Tarefa proposta 1. Filtre os registros e copie cada linha que contenha a palavra "pine", diferenciando maiúsculas de minúsculas.

Baixar versão em PDF Campinas, 25 de novembro de 2013 a 01 de dezembro de 2013 – ANO 2013 – Nº 584

Estudo identifica cratera de origem meteorítica em TO

Estrutura tem 13 km de diâmetro e foi criada pelo impacto de um bólido que teria 1,4 km de diâmetro e viajava a 12 km/s

A cratera denominada Serra da Cangalha, com aproximadamente 13 quilômetros de diâmetro, situada no município de Campos Lindos (TO), foi criada pelo impacto de um meteorito, ocorrido há centenas de milhões de anos. A conclusão é da tese de doutorado do geólogo Marcos Alberto Rodrigues Vasconcelos, defendida em 2012 no Instituto de Geociências (IG) da Unicamp, sob a orientação do professor Alvaro Penteado Crósta. A pesquisa, que utilizou pela primeira vez no Brasil modelagem matemática para a identificação desse tipo de estrutura, recebeu o Prêmio Capes de Tese 2013, na área de Geociências. O autor do trabalho contou com bolsa fornecida pela Fundação de Amparo à Pesquisa do Estado de São Paulo (Fapesp).

Em sua tese, Vasconcelos analisou outras três estruturas circulares também localizadas na Bacia Sedimentar do Parnaíba: Riachão, Santa Marta e São Miguel do Tapuio. Destas, a primeira foi também comprovada como de origem meteorítica no mestrado de outra orientanda do professor Crósta, Mariana Maziviero. Quanto à segunda, o grupo comprovou recentemente sua origem por impacto, como parte dos estudos de pós-doutorado de Vasconcelos, iniciado no ano passado. Já a terceira, indica o trabalho, não apresenta atributos compatíveis com os de uma cratera aberta pela queda de meteorito.

De acordo com o professor Crósta, a iniciativa de investigar a origem dessas estruturas circulares decorre do trabalho do seu grupo de pesquisa, que trabalha com a identificação e o estudo de crateras meteoríticas. O docente explica que duas delas [Serra da Cangalha, no Tocantins, e Riachão, no Maranhão, separadas por somente 45 quilômetros] haviam sido estudas na década de 1980 pelo pesquisador norte-americano John McHone, mas ele não chegou a estabelecer evidências conclusivas quanto ao processo que as formou. Inicialmente, Vasconcelos trabalharia apenas com ambas, mas posteriormente incluiu Santa Marta, no Piauí, na pesquisa. Esta última nunca havia sido analisada no sentido de elucidar sua origem.

Material do exercício.
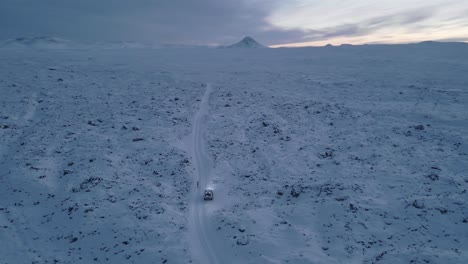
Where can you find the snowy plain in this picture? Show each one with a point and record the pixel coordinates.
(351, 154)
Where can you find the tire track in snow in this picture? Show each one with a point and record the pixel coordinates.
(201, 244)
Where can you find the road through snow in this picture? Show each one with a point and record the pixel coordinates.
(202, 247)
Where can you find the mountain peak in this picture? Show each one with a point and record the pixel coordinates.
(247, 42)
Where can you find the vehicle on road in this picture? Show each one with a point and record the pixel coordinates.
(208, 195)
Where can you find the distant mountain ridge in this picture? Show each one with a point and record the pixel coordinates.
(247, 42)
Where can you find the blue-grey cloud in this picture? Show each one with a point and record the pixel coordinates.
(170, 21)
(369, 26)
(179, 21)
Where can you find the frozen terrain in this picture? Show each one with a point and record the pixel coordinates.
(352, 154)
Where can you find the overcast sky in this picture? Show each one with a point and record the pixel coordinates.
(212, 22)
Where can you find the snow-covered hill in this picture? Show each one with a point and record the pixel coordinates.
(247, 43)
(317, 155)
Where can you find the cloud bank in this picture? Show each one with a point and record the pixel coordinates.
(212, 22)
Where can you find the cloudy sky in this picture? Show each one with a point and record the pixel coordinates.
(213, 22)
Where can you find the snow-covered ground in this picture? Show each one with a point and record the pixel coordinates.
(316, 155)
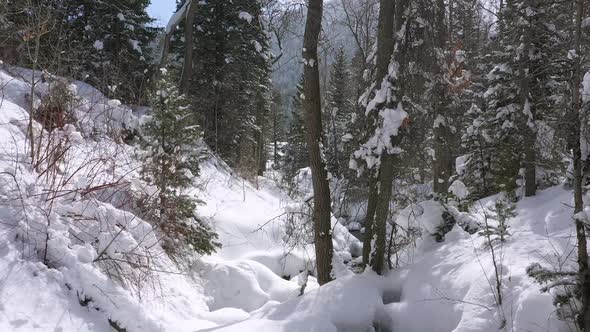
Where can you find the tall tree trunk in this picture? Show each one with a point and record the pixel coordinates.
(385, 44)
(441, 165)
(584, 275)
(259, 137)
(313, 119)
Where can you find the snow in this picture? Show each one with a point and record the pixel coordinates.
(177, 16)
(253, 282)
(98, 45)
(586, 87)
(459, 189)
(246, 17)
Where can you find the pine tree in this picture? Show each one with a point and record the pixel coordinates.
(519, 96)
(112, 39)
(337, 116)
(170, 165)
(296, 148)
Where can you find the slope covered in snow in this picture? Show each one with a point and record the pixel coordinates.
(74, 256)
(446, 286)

==

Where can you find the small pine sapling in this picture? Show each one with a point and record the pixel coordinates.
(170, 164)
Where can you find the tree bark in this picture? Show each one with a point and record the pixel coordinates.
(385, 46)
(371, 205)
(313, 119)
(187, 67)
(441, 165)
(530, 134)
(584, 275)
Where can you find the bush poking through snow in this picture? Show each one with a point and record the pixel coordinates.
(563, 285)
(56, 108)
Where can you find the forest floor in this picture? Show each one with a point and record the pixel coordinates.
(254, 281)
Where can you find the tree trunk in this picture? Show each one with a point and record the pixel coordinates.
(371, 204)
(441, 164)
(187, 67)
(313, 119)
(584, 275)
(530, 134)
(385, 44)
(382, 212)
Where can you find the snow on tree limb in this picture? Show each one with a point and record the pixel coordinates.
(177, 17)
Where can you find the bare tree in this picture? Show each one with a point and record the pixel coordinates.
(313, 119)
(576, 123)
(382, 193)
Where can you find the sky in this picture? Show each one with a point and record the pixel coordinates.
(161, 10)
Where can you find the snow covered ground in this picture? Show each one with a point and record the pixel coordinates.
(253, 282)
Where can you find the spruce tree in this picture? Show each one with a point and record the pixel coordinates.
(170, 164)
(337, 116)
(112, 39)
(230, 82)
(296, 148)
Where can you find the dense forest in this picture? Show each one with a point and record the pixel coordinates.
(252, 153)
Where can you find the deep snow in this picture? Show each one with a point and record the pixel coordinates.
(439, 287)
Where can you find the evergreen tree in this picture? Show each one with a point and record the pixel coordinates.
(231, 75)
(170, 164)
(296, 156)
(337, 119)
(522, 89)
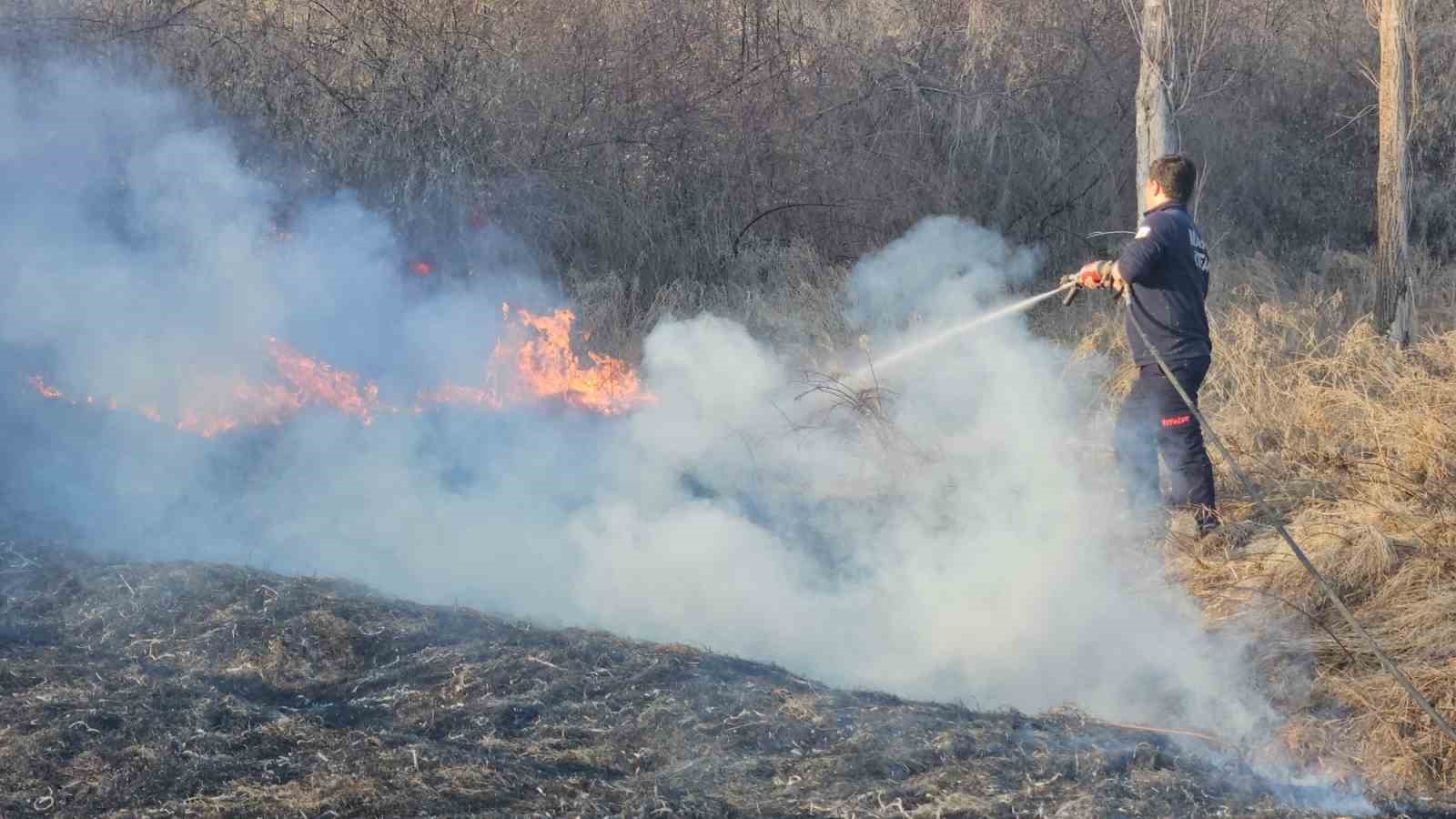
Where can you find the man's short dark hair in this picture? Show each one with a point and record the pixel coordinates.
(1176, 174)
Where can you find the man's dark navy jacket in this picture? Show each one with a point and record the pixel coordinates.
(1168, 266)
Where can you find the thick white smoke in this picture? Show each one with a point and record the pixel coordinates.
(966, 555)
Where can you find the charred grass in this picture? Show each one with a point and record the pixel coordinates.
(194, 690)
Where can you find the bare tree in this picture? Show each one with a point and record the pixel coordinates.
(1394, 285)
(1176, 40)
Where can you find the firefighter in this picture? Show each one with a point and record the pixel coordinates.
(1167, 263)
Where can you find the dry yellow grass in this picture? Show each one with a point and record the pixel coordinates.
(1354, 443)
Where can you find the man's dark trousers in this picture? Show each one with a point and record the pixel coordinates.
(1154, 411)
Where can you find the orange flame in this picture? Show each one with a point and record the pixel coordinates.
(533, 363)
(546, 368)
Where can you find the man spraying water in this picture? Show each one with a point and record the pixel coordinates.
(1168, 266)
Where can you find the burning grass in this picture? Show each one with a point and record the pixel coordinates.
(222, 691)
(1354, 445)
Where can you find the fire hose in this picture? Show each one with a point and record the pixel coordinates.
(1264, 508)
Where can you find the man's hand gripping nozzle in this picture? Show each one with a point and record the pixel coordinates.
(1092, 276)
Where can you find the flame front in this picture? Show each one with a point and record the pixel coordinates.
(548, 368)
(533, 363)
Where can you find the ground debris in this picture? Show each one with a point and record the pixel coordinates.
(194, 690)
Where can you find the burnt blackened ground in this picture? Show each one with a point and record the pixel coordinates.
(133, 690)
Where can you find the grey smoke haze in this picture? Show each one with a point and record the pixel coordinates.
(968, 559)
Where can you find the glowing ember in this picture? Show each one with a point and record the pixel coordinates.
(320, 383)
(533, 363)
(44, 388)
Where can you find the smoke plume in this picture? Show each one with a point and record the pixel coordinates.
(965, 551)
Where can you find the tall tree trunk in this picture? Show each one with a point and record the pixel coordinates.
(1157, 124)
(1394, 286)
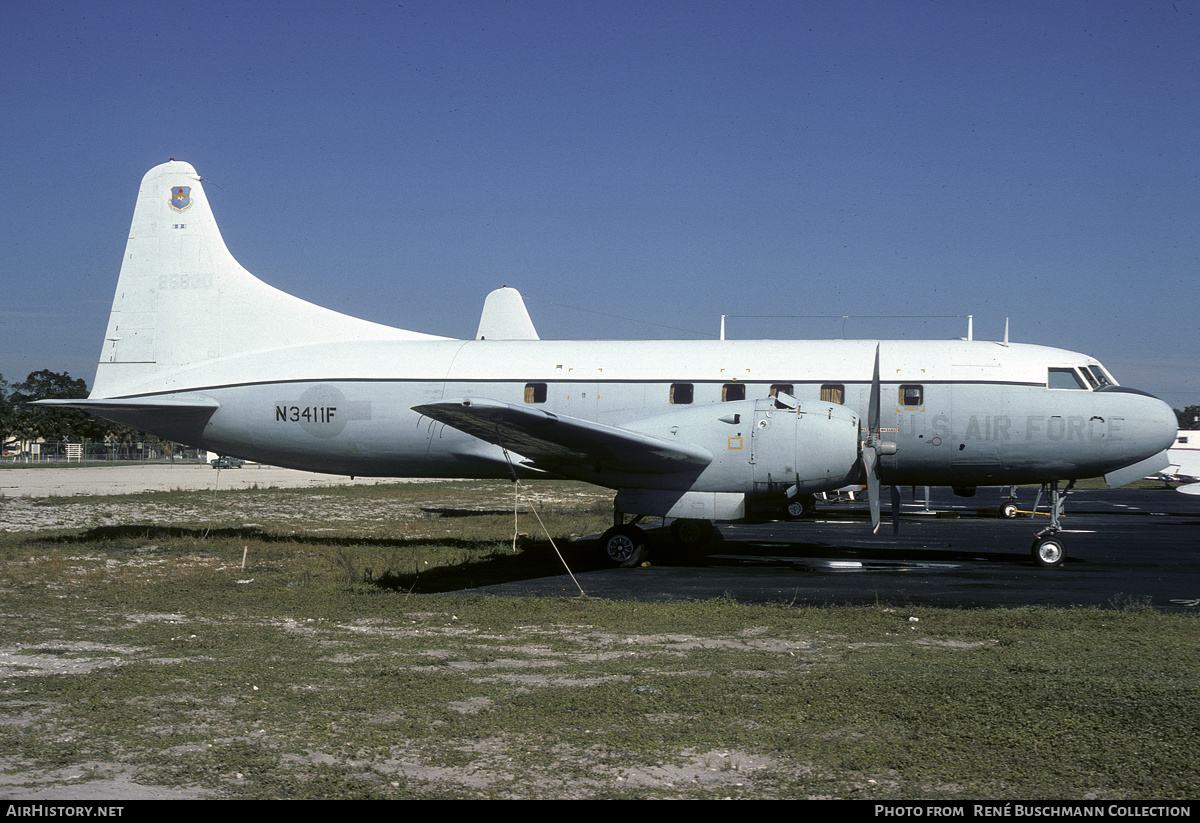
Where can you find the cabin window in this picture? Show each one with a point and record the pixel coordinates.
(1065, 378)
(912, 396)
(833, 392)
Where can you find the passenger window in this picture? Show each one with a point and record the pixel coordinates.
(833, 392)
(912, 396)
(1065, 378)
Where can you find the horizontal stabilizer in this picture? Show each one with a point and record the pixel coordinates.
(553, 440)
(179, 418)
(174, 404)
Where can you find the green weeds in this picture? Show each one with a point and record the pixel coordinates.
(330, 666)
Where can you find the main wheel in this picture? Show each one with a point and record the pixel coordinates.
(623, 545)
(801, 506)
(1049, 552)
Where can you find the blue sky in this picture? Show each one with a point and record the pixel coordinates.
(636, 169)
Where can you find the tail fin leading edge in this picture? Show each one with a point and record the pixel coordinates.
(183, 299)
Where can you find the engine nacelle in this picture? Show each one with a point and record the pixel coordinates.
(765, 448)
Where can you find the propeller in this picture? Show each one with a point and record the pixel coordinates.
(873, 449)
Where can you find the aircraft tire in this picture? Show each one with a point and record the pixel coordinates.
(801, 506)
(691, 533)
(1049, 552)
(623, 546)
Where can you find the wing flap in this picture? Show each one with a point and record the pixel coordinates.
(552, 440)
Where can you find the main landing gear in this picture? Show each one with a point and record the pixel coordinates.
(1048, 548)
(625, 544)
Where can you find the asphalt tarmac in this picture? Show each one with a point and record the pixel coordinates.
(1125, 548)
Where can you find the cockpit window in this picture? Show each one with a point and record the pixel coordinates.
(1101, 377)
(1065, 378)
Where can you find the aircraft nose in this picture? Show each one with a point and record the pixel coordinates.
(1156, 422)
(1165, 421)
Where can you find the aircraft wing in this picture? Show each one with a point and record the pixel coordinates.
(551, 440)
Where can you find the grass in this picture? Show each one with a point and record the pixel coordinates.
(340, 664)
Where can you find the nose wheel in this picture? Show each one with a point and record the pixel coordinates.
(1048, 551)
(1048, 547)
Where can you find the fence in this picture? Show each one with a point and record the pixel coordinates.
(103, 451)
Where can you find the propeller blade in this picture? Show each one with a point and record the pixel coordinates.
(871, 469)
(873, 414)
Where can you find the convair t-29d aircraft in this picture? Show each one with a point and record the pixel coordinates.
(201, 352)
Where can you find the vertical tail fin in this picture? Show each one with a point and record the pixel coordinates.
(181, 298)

Tarefa proposta 2. Segundo o trecho da página, por que o grupo do professor Crósta resolveu investigar a origem das estruturas circulares? Responda em uma a três frases.

Resposta final 1.
Where can you find the pine tree in this picture? Show each one with a point and record the pixel coordinates.
Where can you find the small pine sapling in this picture? Show each one with a point and record the pixel coordinates.

Resposta final 2. A iniciativa decorre do próprio trabalho do grupo de pesquisa do professor Crósta, que se dedica à identificação e ao estudo de crateras meteoríticas.